YOUR TASK:
What lines below contain the word "grass"? Please pull each one out.

INPUT DATA:
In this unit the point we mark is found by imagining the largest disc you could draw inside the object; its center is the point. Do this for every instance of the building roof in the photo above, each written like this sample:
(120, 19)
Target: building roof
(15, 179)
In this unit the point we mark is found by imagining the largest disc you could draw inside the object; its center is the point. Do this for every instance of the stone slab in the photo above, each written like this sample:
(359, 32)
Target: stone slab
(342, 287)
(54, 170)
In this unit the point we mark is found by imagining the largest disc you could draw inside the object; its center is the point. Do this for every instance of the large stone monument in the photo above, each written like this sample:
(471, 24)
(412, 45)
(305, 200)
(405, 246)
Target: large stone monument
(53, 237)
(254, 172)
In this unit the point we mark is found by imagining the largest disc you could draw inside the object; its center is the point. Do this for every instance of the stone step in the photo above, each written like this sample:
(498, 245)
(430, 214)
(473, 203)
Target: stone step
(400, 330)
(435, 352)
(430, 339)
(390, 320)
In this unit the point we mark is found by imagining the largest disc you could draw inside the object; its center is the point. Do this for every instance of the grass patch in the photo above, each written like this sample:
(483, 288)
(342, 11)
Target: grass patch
...
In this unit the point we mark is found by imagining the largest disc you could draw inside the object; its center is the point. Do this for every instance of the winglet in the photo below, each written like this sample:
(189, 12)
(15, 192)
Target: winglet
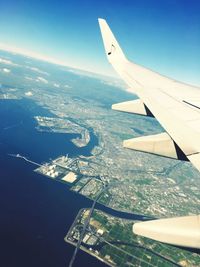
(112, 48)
--
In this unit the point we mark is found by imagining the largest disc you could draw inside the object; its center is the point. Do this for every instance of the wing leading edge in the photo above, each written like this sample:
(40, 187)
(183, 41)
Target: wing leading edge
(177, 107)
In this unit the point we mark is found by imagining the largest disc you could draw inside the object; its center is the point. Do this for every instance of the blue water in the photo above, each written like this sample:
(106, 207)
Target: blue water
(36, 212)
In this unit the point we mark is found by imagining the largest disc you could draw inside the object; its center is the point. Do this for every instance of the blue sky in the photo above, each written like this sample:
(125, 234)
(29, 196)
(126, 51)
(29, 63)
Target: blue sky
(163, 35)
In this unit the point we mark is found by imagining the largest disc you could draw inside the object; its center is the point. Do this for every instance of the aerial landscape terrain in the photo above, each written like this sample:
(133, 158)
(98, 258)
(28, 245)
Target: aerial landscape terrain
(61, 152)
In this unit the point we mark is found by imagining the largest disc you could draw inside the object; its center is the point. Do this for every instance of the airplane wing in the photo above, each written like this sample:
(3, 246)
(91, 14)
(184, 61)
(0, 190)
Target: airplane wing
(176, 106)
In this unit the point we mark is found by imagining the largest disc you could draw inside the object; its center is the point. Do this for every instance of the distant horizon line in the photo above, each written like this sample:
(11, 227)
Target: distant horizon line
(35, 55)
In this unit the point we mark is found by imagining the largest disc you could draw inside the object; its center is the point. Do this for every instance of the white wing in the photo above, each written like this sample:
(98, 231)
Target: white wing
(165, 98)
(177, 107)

ANSWER TO THIS PROBLEM:
In this unit the point we mark is found by imagining the largest disc you could draw inside the object; its center is the point. Do this for every instance of the grass patch in the photo above, each written like this sample:
Target: grass patch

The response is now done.